→ **SUPPLIED RECORDS**
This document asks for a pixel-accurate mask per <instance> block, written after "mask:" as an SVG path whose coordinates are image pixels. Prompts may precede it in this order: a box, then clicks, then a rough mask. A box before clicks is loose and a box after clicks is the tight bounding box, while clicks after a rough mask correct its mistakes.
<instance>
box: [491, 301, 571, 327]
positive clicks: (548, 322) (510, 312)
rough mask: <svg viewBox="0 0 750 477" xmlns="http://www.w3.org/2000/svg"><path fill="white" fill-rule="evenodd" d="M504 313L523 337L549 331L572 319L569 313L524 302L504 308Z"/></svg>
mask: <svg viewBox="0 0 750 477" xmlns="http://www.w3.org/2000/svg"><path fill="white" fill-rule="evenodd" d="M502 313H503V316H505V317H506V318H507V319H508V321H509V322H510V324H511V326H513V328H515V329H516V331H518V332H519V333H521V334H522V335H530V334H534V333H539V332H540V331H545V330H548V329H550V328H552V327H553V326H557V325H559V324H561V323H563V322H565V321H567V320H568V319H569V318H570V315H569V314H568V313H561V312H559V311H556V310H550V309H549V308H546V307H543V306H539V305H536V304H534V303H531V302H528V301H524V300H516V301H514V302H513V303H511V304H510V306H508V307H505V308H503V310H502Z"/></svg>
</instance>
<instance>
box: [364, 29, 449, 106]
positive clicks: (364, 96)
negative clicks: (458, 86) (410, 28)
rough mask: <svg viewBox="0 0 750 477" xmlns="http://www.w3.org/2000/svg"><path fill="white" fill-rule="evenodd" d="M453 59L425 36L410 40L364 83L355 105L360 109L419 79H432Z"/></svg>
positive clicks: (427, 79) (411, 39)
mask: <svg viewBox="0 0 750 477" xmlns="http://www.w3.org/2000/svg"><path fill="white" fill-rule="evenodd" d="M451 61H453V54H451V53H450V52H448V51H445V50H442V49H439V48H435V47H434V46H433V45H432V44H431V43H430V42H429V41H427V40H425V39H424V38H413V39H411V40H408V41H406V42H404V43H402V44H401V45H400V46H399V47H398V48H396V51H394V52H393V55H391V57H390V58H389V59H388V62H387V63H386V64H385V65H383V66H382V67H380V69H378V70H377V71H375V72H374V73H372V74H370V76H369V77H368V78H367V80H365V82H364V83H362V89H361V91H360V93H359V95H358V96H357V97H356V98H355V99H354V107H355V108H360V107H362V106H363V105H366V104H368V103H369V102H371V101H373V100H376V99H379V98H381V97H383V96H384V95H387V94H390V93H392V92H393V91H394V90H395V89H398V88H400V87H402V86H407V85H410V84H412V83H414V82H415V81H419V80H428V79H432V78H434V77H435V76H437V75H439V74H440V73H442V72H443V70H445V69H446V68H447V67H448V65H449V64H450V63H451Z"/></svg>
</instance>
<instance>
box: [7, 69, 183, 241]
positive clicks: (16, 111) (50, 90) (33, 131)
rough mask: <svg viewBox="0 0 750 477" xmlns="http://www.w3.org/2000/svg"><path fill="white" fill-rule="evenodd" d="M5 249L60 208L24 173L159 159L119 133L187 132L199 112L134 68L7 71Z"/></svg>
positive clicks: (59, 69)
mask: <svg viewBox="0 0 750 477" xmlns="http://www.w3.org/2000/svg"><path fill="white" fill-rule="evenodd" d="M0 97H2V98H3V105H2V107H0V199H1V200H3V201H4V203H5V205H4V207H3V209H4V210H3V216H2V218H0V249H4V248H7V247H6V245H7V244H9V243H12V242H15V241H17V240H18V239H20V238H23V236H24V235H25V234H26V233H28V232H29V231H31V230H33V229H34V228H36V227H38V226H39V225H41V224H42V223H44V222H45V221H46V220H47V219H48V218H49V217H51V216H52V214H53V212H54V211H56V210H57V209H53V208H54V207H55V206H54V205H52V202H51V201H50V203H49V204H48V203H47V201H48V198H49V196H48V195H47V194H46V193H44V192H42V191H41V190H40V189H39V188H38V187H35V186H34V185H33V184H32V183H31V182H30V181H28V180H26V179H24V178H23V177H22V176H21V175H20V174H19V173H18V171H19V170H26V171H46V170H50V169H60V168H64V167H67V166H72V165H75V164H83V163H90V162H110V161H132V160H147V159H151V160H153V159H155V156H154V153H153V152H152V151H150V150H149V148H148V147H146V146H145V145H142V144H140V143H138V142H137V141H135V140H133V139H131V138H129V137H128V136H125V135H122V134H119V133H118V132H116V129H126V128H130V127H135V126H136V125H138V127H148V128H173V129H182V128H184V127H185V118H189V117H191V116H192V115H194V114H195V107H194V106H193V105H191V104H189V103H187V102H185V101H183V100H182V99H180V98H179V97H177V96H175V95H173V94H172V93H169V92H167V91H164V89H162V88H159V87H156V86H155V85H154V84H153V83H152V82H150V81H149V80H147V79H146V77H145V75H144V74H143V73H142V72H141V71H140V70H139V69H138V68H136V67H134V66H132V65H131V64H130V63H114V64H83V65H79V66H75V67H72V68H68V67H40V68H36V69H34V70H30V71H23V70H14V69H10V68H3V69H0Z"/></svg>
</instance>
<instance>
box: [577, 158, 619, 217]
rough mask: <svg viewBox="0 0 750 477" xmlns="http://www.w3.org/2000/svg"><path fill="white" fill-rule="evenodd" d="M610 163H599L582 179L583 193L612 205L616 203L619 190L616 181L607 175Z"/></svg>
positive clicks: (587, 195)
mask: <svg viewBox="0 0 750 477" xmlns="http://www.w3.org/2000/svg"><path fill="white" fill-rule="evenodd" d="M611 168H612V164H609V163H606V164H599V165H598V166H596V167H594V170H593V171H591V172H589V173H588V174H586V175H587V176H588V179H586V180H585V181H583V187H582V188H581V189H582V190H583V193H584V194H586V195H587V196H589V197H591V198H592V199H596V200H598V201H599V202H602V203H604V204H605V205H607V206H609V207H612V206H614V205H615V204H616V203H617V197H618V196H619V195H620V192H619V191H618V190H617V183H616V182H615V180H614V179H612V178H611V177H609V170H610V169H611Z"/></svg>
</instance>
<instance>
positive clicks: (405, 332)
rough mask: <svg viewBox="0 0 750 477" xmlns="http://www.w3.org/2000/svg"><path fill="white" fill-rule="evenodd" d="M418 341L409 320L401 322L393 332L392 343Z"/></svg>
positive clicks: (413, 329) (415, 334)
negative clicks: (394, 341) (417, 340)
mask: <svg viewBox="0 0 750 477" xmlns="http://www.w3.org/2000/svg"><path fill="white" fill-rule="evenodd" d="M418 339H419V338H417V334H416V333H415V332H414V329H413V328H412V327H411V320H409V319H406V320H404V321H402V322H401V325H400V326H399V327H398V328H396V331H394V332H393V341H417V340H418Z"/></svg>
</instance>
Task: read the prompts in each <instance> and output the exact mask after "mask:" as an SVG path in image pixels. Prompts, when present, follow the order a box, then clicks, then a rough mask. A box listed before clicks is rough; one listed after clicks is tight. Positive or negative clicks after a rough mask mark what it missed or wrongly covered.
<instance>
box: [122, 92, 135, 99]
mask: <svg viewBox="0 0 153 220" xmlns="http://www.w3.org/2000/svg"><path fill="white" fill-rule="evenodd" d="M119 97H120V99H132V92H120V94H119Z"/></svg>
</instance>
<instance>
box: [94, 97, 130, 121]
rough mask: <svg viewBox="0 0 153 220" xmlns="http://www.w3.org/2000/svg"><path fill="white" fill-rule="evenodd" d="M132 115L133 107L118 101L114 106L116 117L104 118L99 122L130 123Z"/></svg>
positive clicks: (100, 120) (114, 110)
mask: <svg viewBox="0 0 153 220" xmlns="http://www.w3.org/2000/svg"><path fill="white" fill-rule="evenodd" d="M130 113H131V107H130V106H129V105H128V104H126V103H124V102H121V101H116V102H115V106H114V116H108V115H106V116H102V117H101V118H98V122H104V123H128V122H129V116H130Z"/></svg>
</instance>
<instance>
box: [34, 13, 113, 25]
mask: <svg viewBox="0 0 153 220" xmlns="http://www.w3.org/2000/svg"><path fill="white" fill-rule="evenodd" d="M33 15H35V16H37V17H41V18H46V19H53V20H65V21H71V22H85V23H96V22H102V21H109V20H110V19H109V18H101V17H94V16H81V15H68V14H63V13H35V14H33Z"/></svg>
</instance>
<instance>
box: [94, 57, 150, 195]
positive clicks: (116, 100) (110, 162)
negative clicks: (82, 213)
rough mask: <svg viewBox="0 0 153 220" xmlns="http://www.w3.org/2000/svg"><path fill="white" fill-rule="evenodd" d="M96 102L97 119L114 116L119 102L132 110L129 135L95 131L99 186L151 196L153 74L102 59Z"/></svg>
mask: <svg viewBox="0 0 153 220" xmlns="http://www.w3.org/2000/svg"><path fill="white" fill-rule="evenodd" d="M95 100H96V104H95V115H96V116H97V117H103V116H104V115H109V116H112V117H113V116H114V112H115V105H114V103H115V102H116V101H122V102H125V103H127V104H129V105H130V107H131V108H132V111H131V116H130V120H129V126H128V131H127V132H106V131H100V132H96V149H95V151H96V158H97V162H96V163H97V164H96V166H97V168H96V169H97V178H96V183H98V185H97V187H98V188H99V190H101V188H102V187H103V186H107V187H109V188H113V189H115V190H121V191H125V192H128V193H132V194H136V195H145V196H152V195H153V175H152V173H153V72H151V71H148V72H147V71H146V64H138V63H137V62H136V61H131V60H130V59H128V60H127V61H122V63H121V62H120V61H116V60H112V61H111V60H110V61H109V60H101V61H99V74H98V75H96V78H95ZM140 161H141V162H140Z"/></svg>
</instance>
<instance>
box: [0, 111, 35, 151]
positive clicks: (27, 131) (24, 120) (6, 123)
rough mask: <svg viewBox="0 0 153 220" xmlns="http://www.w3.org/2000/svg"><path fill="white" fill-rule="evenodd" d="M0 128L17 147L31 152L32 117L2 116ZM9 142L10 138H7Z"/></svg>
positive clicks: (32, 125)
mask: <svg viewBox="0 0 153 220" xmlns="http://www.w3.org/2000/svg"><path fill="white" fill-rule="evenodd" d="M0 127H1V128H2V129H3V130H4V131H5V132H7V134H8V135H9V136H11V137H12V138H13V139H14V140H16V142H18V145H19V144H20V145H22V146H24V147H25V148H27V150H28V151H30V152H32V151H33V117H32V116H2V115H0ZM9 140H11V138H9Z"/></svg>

→ **EXERCISE**
Locate each line of the data above that contains the string "before", matching case exactly, and copy every such line in full.

→ **EXPECTED ANSWER**
This document asks for a pixel-accurate mask per <instance> block, written after "mask:" as an SVG path whose coordinates are image pixels. Prompts may precede it in this order: a box, then clicks, then a rough mask. A box before clicks is loose and a box after clicks is the tight bounding box, while clicks after a rough mask correct its mistakes.
Task: read the prompts in each <instance> and output the exact mask after "mask:" as an SVG path in image pixels. Prompts, when present, follow the order a box, then clicks, then a rough mask. A box listed before clicks is rough; one listed after clicks is tight. Positive or negative clicks after a rough mask mark what it missed or wrongly covered.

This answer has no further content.